● SUPPLIED PASSAGE
## Training attention based model

In [1]:
%matplotlib inline

import sys
sys.path.append("../../")
import tensorflow as tf
from train_model import train

from sklearn.linear_model import LinearRegression
from yellowbrick.regressor import ResidualsPlot, PredictionError

import seaborn as sns
import matplotlib.pyplot as plt

from matplotlib import rcParams
rcParams['figure.figsize'] = (8, 4)
rcParams['figure.dpi'] = 100
rcParams['font.size'] = 8
rcParams['font.family'] = 'sans-serif'
rcParams['axes.facecolor'] = '#ffffff'
rcParams['lines.linewidth'] = 2.0

In [2]:
import os
file_path = r"D:\Final_file\ASI-main\output\models\BJ\asi_BJ_weights.hdf5"
from tensorflow.keras import backend as K
K.clear_session()

if os.path.exists(file_path):
    os.remove(file_path)
    print(f"Removed the file: {file_path}")
else:
    print(f"The file {file_path} does not exist")

Removed the file: D:\Final_file\ASI-main\output\models\BJ\asi_BJ_weights.hdf5


In [3]:
##BEST IT

hyperparameter={
"num_nearest":30,
"sigma":10,
"geointerpolation": 'asi_multi',
'type_compat_funct_eucli':'kernel_gaussiano',
'Num_heads':4,
"learning_rate":0.001,
"batch_size":32,
"num_neuron":60,
"num_layers":3,
"size_embedded":60,
"num_nearest_geo":15,
"num_nearest_eucli":15,
"id_dataset":'BJ',
"epochs":200,
"optimier":'adam',
"validation_split":0.1,
"label":'asi_BJ',
"early_stopping": False,
'scale_log':False,
"graph_label":'matrix',
}

In [4]:
from tensorflow.keras import backend as K
K.clear_session()

In [5]:
spatial = train(**hyperparameter)

In [None]:
dataset,\
result,\
fit,\
embedded_train,\
embedded_test,\
predict_regression_train,\
predict_regression_test = spatial()

● DATA SUPPLIED
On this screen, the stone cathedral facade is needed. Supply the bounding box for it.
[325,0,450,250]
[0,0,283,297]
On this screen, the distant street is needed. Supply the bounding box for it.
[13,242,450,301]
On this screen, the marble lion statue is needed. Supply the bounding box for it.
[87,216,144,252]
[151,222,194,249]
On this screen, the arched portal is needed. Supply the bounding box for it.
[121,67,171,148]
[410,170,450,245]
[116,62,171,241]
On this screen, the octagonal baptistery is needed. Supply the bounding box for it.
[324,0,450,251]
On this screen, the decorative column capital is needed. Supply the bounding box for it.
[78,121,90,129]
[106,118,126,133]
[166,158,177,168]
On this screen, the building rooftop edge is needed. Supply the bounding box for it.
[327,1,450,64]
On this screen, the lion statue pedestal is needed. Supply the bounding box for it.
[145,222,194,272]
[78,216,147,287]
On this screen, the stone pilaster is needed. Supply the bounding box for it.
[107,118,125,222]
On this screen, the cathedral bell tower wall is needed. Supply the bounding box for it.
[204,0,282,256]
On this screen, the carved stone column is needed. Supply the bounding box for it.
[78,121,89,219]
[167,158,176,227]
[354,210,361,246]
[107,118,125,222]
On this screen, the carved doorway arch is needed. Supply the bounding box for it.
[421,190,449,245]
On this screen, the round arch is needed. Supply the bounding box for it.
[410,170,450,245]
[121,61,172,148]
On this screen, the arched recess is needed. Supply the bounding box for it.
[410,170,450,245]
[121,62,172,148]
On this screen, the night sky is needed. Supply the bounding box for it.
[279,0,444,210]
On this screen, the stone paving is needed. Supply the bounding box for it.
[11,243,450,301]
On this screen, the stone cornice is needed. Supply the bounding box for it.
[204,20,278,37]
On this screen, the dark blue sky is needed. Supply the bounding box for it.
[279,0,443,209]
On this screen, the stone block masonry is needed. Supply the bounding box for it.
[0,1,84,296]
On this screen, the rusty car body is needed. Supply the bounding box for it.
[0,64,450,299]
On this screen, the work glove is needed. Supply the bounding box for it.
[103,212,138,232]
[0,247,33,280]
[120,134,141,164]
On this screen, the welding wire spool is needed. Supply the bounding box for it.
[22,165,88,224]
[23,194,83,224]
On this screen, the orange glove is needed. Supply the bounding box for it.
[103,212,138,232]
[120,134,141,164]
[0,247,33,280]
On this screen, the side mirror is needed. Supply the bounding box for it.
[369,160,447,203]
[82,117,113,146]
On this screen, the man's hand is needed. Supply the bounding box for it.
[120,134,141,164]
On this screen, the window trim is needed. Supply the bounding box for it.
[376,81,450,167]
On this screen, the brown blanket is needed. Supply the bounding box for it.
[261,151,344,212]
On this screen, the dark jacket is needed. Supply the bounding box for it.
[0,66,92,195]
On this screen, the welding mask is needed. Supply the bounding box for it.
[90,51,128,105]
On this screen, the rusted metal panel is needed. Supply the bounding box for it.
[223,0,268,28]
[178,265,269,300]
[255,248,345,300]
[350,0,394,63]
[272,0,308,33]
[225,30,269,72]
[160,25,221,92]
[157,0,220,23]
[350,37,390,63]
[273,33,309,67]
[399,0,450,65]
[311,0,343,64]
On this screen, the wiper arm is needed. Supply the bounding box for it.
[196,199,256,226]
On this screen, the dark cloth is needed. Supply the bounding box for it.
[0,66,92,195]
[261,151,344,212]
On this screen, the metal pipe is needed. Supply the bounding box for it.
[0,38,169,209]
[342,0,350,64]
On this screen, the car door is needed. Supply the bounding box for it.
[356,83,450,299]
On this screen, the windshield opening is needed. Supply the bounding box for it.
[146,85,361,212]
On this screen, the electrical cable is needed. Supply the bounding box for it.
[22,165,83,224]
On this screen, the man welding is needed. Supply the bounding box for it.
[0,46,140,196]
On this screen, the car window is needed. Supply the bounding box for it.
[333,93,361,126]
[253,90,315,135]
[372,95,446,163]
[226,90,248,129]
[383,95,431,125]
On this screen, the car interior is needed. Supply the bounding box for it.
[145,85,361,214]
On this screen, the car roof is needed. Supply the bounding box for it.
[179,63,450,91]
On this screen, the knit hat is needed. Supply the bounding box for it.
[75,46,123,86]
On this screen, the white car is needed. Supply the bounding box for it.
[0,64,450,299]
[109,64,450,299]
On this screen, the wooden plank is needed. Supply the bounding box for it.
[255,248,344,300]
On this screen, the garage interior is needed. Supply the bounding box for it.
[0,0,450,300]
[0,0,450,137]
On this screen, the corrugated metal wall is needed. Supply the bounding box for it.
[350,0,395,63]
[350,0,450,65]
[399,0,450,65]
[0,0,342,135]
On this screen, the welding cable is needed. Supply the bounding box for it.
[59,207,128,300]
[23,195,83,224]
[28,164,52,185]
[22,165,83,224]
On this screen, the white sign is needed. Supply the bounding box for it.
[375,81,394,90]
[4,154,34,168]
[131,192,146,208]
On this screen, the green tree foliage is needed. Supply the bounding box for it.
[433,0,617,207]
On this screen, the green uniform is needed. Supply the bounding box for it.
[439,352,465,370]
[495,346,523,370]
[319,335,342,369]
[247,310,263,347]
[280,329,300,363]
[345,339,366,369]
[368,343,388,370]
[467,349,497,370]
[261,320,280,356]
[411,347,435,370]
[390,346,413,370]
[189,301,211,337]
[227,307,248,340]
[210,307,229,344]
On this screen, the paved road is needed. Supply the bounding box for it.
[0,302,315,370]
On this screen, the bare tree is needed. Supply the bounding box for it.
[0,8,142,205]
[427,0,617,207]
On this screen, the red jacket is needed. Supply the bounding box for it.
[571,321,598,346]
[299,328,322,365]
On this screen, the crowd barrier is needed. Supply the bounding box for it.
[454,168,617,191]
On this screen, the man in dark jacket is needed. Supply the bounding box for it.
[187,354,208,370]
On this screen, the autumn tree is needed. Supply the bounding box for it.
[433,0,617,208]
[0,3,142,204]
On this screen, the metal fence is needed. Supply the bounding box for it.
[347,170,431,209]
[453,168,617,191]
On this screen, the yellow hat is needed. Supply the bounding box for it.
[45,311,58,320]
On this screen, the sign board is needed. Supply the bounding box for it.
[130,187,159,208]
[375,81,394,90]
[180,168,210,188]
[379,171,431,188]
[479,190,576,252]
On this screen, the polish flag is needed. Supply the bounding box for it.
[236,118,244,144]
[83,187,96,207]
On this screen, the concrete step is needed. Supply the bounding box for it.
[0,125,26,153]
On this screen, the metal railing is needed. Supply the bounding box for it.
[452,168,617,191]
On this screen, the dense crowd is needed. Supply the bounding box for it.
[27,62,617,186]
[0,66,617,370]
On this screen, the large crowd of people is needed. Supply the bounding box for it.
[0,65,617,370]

● YOUR OBJECTIVE
Translate this sentence from the attention-model training notebook into Spanish: "Removed the file: D:\Final_file\ASI-main\output\models\BJ\asi_BJ_weights.hdf5" The records come from a different source than the text.

● SOLUTION BELOW
Se eliminó el archivo: D:\Final_file\ASI-main\output\models\BJ\asi_BJ_weights.hdf5